> **WORK TO DO**
Please transcribe the text below on copyright protection for useful articles, word for word and in full.

> **GIVEN TEXT**

Cheering On Useful Articles

The Copyright Act of 1976 was created to protect original works with artistic qualities such as literature, music, screenplays, etc. However, the Copyright Act does not protect "useful article[s]" which are "article[s] having an intrinsic utilitarian function that is not merely to portray the appearance of the article or to convey information." 17 U.S.C. §101. However, what happens when a useful article has some artistic features? In this instance, the Copyright Act allows protection of the artistic features of a useful article if these artistic features "can be identified separately from, and are capable of existing independently of, the utilitarian aspects of the article." 17 U.S.C. §101. However this language sparked different tests throughout the circuits on when a feature can be identified separately and survive independently. This year, the Supreme Court of the United States took up a case that looked at what was the appropriate test to determine when a feature of a "useful article" is copyrightable under the Copyright Act.

> **DATA PROVIDED**
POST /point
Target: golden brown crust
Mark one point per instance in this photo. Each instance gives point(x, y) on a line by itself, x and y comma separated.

==

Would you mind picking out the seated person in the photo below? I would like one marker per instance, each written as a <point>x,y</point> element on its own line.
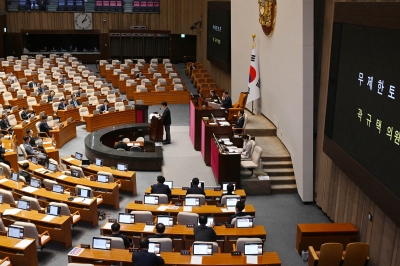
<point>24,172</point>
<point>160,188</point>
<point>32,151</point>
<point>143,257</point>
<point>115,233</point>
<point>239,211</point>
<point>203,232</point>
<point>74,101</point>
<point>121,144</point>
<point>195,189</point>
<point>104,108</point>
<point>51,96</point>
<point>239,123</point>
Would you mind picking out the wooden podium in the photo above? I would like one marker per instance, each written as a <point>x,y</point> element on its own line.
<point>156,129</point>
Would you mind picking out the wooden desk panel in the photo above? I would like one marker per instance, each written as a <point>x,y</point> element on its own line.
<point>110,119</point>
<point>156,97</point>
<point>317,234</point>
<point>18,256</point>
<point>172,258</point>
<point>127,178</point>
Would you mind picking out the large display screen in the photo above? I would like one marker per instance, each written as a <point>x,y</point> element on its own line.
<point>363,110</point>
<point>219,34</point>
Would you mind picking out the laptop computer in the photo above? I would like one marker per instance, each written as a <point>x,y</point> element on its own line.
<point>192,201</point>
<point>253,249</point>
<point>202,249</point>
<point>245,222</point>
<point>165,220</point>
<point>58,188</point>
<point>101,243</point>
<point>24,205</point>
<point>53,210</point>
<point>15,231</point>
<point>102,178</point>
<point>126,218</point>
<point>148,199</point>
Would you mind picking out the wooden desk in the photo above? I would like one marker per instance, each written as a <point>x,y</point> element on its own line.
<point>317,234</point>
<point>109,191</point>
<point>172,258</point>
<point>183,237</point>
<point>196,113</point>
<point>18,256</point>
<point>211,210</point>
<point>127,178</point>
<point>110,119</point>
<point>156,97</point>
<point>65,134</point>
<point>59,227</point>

> **TASK RESULT**
Cheering On Useful Articles

The Copyright Act of 1976 was created to protect original works with artistic qualities such as literature, music, screenplays, etc. However, the Copyright Act does not protect "useful article[s]" which are "article[s] having an intrinsic utilitarian function that is not merely to portray the appearance of the article or to convey information." 17 U.S.C. §101. However, what happens when a useful article has some artistic features? In this instance, the Copyright Act allows protection of the artistic features of a useful article if these artistic features "can be identified separately from, and are capable of existing independently of, the utilitarian aspects of the article." 17 U.S.C. §101. However this language sparked different tests throughout the circuits on when a feature can be identified separately and survive independently. This year, the Supreme Court of the United States took up a case that looked at what was the appropriate test to determine when a feature of a "useful article" is copyrightable under the Copyright Act.